Bus crash victim struggles with brain injury

JACKSON, Miss. (BP)--Maggie Lee Henson, a seventh-grader who was trapped under a church bus that crashed in Mississippi, continues to struggle with a brain injury, and her parents are requesting urgent prayer on her behalf.

Henson, whose father John Henson is associate pastor for emerging ministries at First Baptist Church in Shreveport, La., is being treated at the University of Mississippi Medical Center in Jackson, a level one trauma center where the more serious cases were taken after the crash July 12.

Her parents set up a Caring Bridge webpage to provide updates and allow people to leave messages. As of Thursday morning, more than 23,000 visits to the site had been logged.

"With the coma-inducing medication removed, Maggie Lee is showing off with some incredible brain waves. We know that she is very, very, very much here with us," her mother, Jinny Henson, wrote July 15. "I relieved John bedside a little after midnight and have been reading all of your precious words and scriptures to Maggie Lee since then.

"I know she can hear it and because I am SO LOUD, this entire END of the Critical Care Unit is, as well :)," Henson wrote. "God's word is going out in this place thanks to you, the nurses and drs. hear your prayers for them as well."

The students were en route to a camp in Georgia Sunday morning when a tire blew out and caused the bus to overturn near Meridian, Miss. One boy, Brandon Ugarte, was killed and several others injured.

On Wednesday night, First Baptist Shreveport posted an update on the church's website regarding the status of those involved. Chase Johnson, one of the injured teenagers, was released from the hospital Wednesday afternoon. Jason Matlack, the church's youth minister, was transferred to a private room at a hospital in Meridian and was expected to be moved back to Shreveport by the end of the week.

Kyle Kelley, a counselor on the trip, also was moved to a private room, the update said, and Sarah Smith, who received neck and upper back fractures, was expected to be released from the hospital in Jackson on Thursday.

Lauren Murchison "was having surgery this afternoon to clean out a facial bone fragment that was affecting eye movement. Prior to surgery, she was alert and communicative."

EXCERPTED RECORDS:
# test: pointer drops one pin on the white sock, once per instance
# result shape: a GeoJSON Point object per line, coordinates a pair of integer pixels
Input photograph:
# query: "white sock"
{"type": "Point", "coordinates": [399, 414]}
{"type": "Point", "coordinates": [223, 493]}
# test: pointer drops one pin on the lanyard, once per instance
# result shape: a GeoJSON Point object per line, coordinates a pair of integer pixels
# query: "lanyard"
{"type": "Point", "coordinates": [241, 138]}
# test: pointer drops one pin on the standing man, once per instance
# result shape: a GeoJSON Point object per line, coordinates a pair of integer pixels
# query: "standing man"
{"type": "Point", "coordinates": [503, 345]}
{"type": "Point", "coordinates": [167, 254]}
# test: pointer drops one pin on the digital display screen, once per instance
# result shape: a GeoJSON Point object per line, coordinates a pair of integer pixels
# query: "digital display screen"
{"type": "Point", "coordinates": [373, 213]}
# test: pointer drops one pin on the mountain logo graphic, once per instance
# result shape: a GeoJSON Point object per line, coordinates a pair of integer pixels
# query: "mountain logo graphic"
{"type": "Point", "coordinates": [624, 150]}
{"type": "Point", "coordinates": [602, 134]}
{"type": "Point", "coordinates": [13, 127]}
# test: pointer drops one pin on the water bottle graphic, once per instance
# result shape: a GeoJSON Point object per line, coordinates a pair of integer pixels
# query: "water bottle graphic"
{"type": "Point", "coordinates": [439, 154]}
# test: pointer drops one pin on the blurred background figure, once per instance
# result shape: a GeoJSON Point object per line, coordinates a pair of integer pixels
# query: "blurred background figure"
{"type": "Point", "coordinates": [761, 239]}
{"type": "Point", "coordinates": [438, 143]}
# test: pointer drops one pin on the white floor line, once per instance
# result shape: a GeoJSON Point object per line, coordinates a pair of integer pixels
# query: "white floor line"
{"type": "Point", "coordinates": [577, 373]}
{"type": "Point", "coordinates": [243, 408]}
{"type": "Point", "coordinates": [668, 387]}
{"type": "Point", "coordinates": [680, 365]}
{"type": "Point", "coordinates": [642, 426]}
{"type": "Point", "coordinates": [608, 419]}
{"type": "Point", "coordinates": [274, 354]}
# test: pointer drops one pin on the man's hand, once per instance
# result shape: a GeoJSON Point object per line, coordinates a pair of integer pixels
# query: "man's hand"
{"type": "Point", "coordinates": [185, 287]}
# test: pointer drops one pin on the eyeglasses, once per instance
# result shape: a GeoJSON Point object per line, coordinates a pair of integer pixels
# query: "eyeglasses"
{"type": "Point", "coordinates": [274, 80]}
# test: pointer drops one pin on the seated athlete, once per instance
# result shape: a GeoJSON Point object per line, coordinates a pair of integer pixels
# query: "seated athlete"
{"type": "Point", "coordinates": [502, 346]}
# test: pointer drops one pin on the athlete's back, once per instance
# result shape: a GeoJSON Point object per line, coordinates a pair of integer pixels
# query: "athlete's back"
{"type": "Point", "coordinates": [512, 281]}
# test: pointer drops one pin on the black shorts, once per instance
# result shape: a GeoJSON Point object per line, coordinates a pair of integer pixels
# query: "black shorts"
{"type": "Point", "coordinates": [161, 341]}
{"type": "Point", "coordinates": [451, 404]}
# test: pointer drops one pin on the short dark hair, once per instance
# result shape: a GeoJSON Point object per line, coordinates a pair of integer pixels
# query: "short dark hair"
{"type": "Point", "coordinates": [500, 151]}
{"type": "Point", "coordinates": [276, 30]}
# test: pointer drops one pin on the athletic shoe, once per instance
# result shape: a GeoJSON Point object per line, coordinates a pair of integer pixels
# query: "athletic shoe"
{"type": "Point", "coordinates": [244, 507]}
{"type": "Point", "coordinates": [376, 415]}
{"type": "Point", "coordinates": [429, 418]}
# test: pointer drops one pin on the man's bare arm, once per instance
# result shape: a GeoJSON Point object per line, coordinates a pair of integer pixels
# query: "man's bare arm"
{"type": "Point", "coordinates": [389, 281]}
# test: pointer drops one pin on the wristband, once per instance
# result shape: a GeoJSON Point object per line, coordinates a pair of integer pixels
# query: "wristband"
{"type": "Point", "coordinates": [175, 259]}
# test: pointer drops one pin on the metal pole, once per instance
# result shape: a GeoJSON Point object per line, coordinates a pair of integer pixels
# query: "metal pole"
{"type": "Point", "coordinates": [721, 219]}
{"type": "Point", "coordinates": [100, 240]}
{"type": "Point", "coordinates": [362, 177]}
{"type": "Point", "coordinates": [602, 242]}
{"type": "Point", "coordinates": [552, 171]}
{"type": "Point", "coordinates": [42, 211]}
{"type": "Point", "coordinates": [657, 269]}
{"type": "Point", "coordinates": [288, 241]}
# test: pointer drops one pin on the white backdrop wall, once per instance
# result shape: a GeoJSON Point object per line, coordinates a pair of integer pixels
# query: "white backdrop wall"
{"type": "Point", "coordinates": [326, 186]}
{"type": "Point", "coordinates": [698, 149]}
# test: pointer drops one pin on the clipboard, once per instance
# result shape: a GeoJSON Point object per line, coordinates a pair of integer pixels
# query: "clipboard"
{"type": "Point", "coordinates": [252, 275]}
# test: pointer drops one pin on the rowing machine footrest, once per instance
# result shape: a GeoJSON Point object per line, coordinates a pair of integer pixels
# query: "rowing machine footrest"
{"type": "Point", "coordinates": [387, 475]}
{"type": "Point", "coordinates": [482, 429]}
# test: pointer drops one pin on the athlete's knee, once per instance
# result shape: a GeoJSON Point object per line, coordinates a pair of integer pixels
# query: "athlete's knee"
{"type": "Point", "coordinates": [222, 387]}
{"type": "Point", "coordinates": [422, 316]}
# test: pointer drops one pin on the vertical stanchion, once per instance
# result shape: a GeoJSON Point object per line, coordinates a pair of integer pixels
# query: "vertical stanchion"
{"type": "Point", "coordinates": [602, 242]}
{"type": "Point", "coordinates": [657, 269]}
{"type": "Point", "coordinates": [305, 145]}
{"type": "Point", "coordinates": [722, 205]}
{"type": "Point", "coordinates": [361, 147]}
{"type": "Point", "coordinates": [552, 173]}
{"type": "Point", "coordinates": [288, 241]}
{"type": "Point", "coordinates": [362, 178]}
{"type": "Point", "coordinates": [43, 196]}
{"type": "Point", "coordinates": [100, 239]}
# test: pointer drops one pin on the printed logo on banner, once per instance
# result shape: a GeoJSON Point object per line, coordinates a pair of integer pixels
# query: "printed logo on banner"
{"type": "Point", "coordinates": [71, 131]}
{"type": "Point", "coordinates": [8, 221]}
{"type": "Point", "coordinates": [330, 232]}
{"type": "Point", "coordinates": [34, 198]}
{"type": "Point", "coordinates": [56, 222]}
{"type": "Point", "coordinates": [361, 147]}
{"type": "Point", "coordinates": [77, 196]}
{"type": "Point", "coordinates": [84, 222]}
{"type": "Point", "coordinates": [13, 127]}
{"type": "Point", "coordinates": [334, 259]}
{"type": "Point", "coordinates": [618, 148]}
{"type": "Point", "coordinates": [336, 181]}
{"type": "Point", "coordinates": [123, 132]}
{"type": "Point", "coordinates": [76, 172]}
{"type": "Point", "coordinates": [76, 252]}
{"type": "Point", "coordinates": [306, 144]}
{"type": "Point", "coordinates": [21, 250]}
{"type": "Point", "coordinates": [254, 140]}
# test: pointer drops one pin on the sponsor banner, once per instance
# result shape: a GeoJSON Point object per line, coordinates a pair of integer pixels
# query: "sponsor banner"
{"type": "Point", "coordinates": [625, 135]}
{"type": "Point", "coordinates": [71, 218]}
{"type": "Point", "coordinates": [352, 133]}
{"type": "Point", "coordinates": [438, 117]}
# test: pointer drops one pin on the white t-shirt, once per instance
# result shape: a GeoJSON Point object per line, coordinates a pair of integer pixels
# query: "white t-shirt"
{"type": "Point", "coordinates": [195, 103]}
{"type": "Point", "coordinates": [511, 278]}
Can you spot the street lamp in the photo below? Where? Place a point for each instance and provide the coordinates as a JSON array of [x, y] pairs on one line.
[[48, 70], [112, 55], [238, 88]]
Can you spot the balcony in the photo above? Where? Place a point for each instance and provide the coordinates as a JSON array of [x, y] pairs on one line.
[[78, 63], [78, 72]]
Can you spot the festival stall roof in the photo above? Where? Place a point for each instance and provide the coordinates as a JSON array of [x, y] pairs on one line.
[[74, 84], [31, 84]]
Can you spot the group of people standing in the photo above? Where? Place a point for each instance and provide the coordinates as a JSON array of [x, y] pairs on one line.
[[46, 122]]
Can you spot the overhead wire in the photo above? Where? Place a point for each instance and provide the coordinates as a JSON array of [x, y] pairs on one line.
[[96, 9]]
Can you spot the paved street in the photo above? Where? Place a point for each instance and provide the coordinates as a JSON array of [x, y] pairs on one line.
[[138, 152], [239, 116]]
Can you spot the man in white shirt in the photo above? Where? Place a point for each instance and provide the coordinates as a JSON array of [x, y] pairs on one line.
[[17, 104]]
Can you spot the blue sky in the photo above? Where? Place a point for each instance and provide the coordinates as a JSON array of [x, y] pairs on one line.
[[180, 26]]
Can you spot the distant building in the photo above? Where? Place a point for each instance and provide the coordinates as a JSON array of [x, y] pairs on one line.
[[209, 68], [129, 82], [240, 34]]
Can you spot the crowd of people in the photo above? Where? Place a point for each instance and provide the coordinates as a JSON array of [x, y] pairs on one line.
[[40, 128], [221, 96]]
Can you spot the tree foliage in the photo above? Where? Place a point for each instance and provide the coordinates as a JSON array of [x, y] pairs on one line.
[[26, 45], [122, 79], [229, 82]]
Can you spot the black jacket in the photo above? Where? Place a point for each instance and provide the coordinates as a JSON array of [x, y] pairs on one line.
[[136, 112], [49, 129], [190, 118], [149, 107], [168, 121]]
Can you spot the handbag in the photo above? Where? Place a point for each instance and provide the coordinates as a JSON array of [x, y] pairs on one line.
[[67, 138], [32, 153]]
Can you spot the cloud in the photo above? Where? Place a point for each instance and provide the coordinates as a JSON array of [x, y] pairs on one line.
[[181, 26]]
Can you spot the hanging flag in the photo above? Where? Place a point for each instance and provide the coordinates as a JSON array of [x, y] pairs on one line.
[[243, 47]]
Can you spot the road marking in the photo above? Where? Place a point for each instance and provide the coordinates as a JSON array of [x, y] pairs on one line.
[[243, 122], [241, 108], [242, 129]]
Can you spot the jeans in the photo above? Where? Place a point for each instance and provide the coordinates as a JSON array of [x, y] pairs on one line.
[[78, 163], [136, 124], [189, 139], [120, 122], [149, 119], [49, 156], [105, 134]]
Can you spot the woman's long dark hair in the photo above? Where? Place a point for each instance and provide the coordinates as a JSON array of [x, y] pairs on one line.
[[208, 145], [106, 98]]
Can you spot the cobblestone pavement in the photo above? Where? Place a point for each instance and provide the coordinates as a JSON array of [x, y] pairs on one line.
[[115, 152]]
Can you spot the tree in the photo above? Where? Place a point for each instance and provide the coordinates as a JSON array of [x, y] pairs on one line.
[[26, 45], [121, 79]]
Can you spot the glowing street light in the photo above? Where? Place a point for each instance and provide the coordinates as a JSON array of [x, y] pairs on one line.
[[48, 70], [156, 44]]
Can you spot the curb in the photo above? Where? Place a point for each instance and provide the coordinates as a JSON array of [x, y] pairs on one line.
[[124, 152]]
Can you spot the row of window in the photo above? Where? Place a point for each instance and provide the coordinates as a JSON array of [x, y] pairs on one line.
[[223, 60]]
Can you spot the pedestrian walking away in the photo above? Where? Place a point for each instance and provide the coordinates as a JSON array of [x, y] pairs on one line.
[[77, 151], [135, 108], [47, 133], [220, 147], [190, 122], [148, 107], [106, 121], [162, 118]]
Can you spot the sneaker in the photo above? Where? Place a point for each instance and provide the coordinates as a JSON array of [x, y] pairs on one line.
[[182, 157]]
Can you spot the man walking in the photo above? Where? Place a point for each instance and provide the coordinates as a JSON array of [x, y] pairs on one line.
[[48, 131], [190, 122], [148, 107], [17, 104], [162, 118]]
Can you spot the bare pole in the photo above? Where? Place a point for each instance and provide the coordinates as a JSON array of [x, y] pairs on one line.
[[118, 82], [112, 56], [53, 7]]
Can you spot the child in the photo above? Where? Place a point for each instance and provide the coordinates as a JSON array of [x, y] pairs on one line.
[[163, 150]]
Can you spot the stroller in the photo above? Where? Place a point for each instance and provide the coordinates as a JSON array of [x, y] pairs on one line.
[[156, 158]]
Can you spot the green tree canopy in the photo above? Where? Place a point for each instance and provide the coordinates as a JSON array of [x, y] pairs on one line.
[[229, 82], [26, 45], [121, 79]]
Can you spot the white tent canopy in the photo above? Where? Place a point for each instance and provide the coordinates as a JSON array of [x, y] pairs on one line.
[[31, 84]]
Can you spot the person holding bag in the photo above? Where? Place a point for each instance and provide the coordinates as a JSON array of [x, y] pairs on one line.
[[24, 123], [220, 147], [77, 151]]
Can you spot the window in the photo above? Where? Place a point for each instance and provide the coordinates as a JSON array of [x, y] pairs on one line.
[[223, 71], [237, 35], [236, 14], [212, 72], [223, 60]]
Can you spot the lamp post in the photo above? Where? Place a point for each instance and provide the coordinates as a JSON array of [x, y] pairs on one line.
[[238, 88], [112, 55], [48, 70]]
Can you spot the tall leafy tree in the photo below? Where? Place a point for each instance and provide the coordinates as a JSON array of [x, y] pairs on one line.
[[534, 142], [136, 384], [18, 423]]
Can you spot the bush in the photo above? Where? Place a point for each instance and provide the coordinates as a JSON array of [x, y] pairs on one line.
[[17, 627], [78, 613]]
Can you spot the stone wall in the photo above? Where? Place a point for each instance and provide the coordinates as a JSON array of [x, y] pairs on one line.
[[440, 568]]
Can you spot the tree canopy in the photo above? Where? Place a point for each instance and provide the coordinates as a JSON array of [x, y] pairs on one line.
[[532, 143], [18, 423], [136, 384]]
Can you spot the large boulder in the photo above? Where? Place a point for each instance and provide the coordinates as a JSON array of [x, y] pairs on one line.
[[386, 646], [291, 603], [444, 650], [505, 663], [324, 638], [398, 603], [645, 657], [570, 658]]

TASK DETAILS:
In the bus crash article, what caused the church bus to overturn near Meridian?

RESPONSE:
A tire blew out.